- TEXTE CHOISI -
----------

Nous souhaitons avant tout, par notre geste, attirer votre attention sur une lecture que nous jugeons partiale et réductrice de la situation actuelle dans cette partie de l’Afrique. Une telle lecture est aujourd’hui imposée par les rapports de certains experts internationaux adeptes du « 
single-issue
 », consistant à faire fi de la complexité d’un phénomène pour en donner une explication unique et forcément simpliste. L’enquêteur principal Steve Hege et son équipe, que vous avez nommés, ont ainsi choisi d’accabler dans leurs conclusions le seul M23, pendant que d’autres mouvements rebelles opérationnels depuis 1994 et extrêmement nuisibles sont soit oubliés, soit passés sous silence pour des raisons qui nous inquiètent et nous interpellent.

Cette interprétation orientée, porteuse de tous les dangers, est condamnée à être contre-productive en l’absence d’une vision globale du problème congolais, prenant en compte toutes ses ramifications politiques, économiques et socioculturelles. Nous ne comprenons pas que ces enquêteurs aient choisi d’ignorer l’existence des groupes armés- en particulier, et de manière très significative, des FDLR - responsables d’un chaos sanglant à l’Est du Congo. Nous vous invitons aussi à prendre au sérieux, à la différence de vos prédécesseurs jusqu’en 1994,les signes avant-coureurs d’un embrasement général de la région et, chose tout aussi troublante, les incitations publiques à la haine et au massacre des populations congolaises d’expression kinyarwanda.

Monsieur le Secrétaire général,

Nous apprécions à sa juste valeur le choix de l’ONU de s’investir dans la stabilité du Congo à travers plusieurs missions. Il ne fait aucun doute que ses différentes opérations ont été d’une grande aide pour les populations congolaises sans défense. Nous n’en pensons pas moins qu’il ne sert à rien de traiter les effets d’une politique au lieu de s’attaquer aux causes réelles du mal. Il est temps que ce peuple, victime hier d’une exploitation coloniale féroce et, depuis l’indépendance, de la voracité des compagnies occidentales, chinoises et sud-africaines et de régimes tyranniques et prédateurs,
 puisse jouir des droits que seul peut lui garantir un Etat digne de ce nom. En effet si le Congo, ce pays aussi étendu que toute l’Europe occidentale et aux ressources naturelles quasi inépuisables, est aujourd’hui sans armée ni Etat, ce n’est pas la faute du Rwanda encore profondément traumatisé par un des pires génocides du vingtième siècle et faisant toujours face à la menace que font peser sur sa sécurité des génocidaires bien décidés à « 
finir le travail
 » entamé en avril 1994. Notre conviction est que si le Congo, qui aurait dû être le géant de l’Afrique en est le ventre mou, c’est aussi parce qu’il ne s’est jamais résolu à faire l’inventaire d’expériences coloniale et néocoloniale particulièrement dévastatrices. Il est impérieux pour ce grand peuple de méditer un moment-clé de son histoire, le meurtre de Patrice Lumumba qu’il n’en finit pas d’expier puisqu’il a balisé le chemin du pouvoir à Mobutu Sese Seko. Et chacun sait avec quelle rapacité ce dernier a mis son pays à genoux pendant trente-deux longues années, en complicité avec des puissances étrangères, avant de le laisser complètement exsangue à sa chute.

----------

- DONNÉES EXTRAITES -
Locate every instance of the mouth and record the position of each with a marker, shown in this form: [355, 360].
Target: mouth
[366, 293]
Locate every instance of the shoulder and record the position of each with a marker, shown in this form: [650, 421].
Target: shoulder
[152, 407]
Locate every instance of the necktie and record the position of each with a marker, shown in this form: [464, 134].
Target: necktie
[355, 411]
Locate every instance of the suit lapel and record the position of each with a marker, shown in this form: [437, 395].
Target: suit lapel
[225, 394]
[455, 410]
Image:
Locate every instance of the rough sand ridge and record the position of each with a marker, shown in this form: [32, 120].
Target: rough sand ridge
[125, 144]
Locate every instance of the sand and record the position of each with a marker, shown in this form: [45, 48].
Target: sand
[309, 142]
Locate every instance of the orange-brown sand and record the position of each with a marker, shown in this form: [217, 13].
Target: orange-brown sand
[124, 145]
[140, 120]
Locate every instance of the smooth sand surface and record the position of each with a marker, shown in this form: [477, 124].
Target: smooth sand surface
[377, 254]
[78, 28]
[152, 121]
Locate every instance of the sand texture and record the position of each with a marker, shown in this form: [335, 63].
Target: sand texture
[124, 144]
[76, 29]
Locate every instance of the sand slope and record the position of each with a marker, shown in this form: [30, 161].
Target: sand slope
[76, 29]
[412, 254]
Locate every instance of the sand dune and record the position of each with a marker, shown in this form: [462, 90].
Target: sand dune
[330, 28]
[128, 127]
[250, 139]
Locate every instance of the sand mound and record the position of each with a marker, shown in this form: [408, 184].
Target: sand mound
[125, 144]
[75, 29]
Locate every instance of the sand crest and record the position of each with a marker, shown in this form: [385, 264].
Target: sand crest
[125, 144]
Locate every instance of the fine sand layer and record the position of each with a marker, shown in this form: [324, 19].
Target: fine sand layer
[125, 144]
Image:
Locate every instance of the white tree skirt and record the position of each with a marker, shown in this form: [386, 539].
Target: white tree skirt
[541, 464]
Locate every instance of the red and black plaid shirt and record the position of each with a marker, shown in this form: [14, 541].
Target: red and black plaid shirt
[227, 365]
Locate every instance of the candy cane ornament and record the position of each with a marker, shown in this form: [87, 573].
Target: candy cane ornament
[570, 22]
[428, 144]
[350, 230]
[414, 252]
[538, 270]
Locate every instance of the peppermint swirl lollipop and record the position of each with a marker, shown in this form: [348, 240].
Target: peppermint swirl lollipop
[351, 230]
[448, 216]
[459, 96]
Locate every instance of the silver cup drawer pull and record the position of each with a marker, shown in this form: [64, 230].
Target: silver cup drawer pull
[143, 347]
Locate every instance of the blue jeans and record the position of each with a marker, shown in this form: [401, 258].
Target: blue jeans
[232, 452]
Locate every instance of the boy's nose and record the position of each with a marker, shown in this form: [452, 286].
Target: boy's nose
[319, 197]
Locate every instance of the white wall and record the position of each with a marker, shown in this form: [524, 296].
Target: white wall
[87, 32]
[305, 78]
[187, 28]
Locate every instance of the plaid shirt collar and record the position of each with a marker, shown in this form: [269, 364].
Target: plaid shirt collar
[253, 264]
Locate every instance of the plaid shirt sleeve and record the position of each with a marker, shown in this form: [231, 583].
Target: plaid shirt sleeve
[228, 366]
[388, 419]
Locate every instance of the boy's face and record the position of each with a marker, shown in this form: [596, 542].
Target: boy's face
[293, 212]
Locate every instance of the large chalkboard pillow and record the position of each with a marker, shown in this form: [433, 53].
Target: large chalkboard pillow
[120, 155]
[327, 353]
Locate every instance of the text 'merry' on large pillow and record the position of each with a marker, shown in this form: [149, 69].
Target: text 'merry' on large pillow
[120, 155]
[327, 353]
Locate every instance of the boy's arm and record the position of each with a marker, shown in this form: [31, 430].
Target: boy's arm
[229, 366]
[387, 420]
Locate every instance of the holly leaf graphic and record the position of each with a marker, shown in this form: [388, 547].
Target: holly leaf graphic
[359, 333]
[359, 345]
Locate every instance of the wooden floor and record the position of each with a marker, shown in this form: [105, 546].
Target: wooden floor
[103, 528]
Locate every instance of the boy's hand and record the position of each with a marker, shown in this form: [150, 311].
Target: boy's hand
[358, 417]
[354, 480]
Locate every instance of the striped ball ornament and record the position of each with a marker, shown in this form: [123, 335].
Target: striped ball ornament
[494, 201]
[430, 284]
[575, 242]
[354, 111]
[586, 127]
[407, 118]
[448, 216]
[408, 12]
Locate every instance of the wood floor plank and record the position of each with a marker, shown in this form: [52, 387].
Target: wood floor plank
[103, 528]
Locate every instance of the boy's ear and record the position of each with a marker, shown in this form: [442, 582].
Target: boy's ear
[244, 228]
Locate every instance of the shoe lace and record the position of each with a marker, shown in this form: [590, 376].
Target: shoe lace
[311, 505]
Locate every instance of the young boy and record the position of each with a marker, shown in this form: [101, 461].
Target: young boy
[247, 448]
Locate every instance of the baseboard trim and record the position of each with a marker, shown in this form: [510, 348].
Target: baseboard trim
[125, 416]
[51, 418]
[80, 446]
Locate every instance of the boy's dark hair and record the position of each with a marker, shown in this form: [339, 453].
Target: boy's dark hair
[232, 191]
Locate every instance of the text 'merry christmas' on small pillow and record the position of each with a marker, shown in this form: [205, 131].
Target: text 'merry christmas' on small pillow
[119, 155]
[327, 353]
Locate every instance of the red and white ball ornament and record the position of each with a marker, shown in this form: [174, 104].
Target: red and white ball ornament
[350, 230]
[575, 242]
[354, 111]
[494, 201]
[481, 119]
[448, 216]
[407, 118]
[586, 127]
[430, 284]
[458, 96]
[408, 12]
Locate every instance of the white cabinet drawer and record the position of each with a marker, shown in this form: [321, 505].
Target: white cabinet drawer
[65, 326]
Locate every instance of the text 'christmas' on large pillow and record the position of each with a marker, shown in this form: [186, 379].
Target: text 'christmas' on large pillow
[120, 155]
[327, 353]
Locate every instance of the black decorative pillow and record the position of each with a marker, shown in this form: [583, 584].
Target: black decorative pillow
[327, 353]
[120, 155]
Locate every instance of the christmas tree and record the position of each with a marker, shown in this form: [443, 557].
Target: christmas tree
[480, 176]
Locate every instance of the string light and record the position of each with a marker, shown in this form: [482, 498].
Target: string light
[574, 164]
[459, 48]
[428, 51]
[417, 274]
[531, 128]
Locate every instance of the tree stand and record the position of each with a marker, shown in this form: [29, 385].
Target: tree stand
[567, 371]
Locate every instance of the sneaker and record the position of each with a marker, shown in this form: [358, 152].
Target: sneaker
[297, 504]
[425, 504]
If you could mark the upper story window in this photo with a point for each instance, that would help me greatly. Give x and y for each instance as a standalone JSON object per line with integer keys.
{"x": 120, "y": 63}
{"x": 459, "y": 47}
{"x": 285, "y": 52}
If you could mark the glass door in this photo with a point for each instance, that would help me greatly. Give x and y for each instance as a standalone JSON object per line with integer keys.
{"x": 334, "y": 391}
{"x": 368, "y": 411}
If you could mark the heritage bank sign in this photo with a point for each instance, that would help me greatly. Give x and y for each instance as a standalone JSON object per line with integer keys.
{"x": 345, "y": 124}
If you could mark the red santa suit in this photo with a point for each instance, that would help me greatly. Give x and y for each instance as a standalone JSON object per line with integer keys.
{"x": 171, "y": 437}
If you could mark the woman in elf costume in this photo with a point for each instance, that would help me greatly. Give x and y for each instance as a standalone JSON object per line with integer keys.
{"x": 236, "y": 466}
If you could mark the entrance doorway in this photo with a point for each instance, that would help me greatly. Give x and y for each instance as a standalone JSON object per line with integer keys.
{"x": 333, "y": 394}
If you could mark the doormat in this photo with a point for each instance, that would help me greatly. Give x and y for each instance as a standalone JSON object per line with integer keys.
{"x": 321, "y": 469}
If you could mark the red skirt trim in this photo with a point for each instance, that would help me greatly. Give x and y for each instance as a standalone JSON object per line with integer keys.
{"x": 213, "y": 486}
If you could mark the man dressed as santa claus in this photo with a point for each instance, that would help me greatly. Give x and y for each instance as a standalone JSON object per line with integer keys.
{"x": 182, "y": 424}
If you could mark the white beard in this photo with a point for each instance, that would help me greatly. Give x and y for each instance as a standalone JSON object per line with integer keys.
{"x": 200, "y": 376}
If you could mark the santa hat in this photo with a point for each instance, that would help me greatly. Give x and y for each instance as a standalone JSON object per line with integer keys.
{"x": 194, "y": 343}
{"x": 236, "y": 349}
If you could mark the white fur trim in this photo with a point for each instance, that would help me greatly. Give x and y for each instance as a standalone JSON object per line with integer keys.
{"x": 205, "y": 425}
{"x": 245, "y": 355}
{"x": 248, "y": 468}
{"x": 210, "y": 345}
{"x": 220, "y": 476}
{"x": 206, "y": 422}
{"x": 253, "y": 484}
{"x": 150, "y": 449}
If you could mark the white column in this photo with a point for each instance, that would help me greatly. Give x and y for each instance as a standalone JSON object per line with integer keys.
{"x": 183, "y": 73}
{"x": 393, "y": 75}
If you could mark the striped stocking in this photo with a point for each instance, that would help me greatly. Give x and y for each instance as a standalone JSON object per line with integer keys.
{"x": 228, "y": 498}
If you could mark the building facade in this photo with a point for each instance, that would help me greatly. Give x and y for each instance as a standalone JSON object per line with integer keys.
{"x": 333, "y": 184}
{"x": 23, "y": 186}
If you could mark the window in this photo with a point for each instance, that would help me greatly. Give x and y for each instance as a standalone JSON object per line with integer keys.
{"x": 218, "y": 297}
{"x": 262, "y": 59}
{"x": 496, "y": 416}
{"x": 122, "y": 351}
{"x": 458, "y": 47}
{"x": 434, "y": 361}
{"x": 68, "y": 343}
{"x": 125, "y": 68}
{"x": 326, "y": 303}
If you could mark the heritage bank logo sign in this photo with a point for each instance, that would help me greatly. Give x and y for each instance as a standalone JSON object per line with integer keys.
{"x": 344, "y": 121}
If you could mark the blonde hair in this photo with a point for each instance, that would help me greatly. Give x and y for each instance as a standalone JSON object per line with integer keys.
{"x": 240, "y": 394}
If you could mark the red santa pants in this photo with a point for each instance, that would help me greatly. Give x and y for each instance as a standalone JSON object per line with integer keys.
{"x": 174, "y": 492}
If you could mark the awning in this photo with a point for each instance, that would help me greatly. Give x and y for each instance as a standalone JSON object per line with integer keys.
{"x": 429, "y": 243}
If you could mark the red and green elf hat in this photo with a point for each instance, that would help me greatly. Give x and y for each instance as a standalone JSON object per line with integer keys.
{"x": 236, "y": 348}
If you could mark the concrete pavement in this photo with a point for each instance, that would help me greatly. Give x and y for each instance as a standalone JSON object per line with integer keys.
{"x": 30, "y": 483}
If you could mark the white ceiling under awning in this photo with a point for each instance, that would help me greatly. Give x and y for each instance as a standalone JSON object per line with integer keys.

----------

- CONSIGNE -
Relevez toutes les personnes nommées dans le texte choisi sur le Congo. Les données ne jouent aucun rôle dans ce travail.

- RÉPONSE -
Steve Hege, Patrice Lumumba, Mobutu Sese Seko